■ **TASK TO CARRY OUT**:
Reprint every line of the data, keeping each character intact.
Segment Open
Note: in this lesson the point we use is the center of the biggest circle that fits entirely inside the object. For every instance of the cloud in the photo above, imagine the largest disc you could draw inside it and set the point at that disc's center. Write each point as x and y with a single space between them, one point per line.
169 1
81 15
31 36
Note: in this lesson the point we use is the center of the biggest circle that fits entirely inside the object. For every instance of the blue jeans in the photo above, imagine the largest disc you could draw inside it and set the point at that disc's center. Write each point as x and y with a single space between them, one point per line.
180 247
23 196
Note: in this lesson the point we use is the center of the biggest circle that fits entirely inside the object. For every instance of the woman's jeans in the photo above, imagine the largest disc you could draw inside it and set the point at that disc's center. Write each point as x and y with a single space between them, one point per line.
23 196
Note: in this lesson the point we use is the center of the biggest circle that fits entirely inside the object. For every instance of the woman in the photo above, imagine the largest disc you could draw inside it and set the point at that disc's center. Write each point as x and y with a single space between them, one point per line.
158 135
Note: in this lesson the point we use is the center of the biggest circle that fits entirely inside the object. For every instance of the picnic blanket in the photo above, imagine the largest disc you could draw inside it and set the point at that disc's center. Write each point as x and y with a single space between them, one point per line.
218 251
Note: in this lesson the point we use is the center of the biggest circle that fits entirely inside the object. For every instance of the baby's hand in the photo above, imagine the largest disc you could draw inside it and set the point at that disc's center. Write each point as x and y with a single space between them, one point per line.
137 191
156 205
Segment Closed
■ **EXERCISE SOLUTION**:
Note: in this lesson the point we use is the center of the biggest circle that fits entirely inside the object. For every instance of the cloud in the photo above, imagine the largest disc you could draw inside it and set the point at that disc's center. Write each point as x and y with a single space between them, one point per line.
169 1
81 15
31 36
Note: in this lesson the point we use is the center of the biggest circle that fits entirely inside the object. For every instance of the blue jeans in the photo above, imagine the largest disc you could draw inside it and set the point at that disc's center. Write each point as x and y with a single space between them, one point per line.
180 247
23 196
Note: in this lesson the point we use is the center of the biggest circle that fits entirely inside the object. For every instance of the woman's jeans in the photo above, imagine the largest disc you could draw inside it and set the point at that disc's center. Write each point as x and y with a single space between them, one point per line.
23 196
Note: in this lesson the point we use is the center of the biggest circle that fits entirely inside the object. For every instance of the woman in the photo above, imagine the largest disc you could draw inside it and set the point at that disc's center. Write each point as x and y with a single space between them, one point per line.
158 135
Note: in this lesson the point we use is the center of the biggest circle that fits entirely inside the object. For every instance of the picnic blanket in the photo above, imagine the largest disc you could draw inside it and set the point at that disc's center. Write each point as x and y with a single space between them, one point per line.
218 251
Note: in this lesson the point we use is the center of the biggest circle that fits entirely inside the object. For every instance of the baby's hand in the photo above, imagine the largest disc you could draw inside it and set the point at that disc's center. Write each point as x and y with a single space between them, one point per line.
137 191
156 205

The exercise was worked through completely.